Problem to work on
If a line comes after the one containing "chair armrest, one", leave it out; copy every line before it, and that line too, exactly as written, starting from the first line of the entries.

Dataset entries
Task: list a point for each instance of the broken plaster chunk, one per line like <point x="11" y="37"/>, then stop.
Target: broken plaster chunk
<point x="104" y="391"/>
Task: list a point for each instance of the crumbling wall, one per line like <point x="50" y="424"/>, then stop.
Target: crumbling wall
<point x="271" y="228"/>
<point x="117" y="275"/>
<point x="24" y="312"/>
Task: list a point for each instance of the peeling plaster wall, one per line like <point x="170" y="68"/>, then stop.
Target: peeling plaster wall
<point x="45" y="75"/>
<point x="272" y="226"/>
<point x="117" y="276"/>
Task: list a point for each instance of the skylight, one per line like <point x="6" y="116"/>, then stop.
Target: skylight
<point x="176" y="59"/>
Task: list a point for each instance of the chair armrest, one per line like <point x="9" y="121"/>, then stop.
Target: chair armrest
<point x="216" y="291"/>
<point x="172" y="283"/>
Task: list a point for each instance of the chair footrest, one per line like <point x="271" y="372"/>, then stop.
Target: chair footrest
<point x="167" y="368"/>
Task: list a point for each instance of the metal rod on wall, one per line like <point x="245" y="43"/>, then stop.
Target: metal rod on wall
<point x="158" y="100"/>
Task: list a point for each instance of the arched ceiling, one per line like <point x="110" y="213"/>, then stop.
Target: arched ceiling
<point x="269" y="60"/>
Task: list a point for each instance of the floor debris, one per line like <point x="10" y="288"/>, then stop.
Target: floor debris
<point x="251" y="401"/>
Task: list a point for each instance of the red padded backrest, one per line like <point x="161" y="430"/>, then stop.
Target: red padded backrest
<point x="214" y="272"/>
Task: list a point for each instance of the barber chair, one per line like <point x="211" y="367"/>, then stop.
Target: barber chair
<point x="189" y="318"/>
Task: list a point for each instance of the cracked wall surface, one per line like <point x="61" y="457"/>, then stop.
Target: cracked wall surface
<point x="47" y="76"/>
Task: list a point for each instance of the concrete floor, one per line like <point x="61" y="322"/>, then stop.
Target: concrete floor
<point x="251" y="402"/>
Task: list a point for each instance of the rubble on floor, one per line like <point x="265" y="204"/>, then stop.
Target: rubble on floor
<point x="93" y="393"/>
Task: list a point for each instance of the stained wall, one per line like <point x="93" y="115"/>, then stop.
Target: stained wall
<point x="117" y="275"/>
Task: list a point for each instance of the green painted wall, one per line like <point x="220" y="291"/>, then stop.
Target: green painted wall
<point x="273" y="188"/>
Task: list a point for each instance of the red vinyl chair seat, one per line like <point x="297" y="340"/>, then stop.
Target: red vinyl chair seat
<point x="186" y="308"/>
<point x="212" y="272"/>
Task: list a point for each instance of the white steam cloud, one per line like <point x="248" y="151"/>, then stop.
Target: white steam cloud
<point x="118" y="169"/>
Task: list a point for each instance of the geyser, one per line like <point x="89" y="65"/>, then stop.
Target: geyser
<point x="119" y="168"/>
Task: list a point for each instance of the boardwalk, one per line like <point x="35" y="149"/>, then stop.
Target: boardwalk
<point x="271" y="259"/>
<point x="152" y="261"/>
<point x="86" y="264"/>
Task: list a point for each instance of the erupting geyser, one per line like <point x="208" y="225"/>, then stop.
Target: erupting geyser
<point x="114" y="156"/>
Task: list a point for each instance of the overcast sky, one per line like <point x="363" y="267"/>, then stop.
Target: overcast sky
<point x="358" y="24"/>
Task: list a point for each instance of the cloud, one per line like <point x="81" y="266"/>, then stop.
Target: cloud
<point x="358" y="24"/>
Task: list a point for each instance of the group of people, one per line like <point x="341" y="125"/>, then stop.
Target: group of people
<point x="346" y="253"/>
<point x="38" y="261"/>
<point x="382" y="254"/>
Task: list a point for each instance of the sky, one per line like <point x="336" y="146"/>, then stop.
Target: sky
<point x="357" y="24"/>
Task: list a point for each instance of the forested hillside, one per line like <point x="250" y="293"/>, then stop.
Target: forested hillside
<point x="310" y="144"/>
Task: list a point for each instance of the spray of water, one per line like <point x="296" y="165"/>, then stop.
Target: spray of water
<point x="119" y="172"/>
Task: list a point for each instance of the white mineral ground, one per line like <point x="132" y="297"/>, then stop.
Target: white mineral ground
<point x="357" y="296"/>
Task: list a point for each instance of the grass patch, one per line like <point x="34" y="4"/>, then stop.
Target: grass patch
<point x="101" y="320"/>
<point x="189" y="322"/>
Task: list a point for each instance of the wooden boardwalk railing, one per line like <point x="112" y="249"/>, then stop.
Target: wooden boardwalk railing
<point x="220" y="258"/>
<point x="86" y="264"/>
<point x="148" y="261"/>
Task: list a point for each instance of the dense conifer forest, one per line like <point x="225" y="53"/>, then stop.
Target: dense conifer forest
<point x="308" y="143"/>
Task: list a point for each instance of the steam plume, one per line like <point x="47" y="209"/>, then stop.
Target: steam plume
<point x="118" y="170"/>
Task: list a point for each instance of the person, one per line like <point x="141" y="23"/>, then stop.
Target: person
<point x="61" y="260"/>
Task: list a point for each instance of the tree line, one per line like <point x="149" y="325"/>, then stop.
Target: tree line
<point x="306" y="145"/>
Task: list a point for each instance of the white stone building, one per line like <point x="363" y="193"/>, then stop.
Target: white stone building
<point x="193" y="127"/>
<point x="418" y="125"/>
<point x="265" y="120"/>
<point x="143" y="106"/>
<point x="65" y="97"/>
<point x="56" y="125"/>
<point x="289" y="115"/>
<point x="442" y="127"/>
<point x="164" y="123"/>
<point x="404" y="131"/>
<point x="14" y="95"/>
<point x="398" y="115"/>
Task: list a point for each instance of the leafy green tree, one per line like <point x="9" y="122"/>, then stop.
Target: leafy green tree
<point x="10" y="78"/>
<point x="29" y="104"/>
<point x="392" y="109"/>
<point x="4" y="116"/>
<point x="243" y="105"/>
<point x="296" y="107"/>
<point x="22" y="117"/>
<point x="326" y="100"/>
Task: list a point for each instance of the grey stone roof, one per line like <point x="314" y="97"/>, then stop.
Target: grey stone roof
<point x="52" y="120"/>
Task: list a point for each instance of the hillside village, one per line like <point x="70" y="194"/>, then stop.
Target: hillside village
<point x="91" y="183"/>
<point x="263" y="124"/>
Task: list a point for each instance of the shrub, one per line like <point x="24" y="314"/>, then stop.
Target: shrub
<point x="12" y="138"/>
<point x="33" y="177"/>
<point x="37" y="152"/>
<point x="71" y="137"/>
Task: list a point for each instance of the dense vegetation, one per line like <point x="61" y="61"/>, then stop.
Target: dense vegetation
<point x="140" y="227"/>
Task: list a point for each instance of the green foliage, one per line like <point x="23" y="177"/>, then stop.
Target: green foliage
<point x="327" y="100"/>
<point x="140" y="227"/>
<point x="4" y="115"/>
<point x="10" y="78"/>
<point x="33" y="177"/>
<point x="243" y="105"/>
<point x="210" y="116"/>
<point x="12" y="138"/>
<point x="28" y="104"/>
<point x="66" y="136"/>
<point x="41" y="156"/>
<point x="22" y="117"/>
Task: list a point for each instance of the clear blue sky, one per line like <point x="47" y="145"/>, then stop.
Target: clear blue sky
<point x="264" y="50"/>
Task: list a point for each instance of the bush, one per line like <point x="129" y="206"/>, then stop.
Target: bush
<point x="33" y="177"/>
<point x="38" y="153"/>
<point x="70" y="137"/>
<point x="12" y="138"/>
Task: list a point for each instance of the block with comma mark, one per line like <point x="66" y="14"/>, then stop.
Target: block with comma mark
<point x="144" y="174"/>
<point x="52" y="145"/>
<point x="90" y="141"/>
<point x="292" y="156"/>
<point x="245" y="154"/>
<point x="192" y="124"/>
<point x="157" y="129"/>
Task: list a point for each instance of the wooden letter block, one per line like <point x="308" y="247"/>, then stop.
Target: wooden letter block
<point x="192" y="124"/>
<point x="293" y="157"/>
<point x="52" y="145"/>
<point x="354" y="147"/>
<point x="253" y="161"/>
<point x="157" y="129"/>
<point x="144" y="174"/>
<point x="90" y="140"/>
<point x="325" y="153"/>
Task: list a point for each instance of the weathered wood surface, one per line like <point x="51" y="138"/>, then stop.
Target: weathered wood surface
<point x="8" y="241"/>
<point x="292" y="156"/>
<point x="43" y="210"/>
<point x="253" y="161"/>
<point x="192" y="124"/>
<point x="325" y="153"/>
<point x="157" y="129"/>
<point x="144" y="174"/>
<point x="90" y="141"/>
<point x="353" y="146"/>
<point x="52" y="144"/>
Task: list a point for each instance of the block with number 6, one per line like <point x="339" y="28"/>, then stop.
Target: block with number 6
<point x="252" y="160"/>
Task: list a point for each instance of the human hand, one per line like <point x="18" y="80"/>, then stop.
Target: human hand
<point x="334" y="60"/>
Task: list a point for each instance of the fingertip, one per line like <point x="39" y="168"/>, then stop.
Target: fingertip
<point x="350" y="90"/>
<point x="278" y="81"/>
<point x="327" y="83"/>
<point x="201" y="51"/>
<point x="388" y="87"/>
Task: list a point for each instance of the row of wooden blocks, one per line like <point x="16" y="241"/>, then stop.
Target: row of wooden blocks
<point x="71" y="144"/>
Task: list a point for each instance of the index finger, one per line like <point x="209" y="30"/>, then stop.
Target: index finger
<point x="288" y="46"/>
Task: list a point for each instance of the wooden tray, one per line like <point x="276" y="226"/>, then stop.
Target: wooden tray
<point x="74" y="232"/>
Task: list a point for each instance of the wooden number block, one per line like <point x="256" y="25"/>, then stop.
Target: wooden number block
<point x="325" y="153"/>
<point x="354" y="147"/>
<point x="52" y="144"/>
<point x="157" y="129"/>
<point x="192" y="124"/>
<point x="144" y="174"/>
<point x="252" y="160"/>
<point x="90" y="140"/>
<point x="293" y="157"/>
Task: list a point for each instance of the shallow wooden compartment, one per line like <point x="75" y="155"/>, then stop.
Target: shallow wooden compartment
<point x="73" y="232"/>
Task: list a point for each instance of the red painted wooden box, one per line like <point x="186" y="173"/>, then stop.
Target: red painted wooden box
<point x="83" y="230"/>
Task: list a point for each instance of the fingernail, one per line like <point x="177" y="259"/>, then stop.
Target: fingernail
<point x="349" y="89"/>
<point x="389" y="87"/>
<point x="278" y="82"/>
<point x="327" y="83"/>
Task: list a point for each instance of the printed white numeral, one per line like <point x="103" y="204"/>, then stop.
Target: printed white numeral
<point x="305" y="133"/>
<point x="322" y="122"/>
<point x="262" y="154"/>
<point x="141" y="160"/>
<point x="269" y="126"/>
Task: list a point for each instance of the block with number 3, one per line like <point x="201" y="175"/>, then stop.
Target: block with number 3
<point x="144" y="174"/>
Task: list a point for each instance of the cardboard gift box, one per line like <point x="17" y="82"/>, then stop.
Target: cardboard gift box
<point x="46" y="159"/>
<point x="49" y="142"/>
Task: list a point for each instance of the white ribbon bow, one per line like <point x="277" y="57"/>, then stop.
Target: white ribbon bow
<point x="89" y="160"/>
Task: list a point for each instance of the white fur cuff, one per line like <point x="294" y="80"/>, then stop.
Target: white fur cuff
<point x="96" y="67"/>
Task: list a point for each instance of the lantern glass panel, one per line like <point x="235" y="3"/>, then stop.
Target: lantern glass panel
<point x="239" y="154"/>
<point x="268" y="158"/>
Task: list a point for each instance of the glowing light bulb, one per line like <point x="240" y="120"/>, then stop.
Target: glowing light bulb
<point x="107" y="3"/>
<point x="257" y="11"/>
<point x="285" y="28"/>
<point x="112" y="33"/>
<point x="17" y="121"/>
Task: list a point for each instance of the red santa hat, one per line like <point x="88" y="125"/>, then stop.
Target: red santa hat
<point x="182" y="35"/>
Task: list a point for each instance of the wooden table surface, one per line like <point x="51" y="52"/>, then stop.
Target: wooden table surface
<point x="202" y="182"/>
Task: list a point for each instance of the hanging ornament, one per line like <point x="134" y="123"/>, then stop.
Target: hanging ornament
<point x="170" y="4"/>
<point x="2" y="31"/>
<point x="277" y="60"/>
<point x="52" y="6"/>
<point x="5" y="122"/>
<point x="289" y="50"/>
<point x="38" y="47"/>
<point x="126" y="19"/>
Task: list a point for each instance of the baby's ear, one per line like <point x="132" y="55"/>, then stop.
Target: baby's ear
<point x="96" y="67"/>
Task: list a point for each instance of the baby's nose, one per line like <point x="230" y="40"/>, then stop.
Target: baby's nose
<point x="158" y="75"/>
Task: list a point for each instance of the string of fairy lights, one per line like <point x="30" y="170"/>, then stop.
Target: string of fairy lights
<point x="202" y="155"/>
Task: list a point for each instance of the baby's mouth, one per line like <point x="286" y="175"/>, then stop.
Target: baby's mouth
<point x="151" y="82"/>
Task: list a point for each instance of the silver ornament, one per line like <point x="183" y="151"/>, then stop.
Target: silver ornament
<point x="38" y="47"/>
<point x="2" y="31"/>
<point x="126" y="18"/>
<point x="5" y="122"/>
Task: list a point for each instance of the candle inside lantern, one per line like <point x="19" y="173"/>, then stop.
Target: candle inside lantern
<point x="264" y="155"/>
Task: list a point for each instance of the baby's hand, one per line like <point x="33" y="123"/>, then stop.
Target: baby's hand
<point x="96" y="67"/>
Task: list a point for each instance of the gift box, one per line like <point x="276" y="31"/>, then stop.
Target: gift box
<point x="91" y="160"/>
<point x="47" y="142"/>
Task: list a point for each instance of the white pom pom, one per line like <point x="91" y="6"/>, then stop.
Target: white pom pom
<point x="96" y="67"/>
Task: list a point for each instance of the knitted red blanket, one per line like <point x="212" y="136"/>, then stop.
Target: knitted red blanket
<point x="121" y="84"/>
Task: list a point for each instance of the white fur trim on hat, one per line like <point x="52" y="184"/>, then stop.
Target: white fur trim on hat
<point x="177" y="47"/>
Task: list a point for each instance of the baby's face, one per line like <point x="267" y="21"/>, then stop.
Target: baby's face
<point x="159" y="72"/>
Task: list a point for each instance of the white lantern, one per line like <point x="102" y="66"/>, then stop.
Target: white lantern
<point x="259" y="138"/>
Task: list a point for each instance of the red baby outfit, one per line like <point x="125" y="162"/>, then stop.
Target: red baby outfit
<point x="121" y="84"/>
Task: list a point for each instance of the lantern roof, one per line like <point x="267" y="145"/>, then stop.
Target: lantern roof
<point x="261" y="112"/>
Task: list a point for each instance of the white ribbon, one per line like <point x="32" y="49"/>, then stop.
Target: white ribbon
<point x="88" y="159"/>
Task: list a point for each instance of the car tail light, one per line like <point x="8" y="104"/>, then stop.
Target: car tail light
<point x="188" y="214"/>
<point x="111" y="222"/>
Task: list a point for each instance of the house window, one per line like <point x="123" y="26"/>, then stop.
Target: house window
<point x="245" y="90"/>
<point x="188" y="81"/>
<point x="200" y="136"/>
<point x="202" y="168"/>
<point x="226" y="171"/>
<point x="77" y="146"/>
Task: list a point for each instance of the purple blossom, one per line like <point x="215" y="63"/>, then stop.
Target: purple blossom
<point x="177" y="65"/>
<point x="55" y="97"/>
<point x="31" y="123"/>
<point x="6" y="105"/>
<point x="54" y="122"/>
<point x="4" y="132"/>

Output
Task: list a point for each instance of the broken plaster chunk, one per line like <point x="11" y="37"/>, then stop.
Target: broken plaster chunk
<point x="104" y="391"/>
Task: list a point for each instance of the crumbling wall, one per line like <point x="50" y="424"/>, then stop.
Target: crumbling wall
<point x="271" y="228"/>
<point x="117" y="275"/>
<point x="24" y="312"/>
Task: list a point for each instance of the peeling plaster wall, one per line like <point x="170" y="68"/>, then stop.
Target: peeling plaster wall
<point x="45" y="75"/>
<point x="272" y="226"/>
<point x="117" y="276"/>
Task: list a point for each instance of the skylight, one per line like <point x="6" y="116"/>, then stop.
Target: skylight
<point x="176" y="59"/>
Task: list a point for each instance of the chair armrest, one per line like <point x="9" y="121"/>, then stop.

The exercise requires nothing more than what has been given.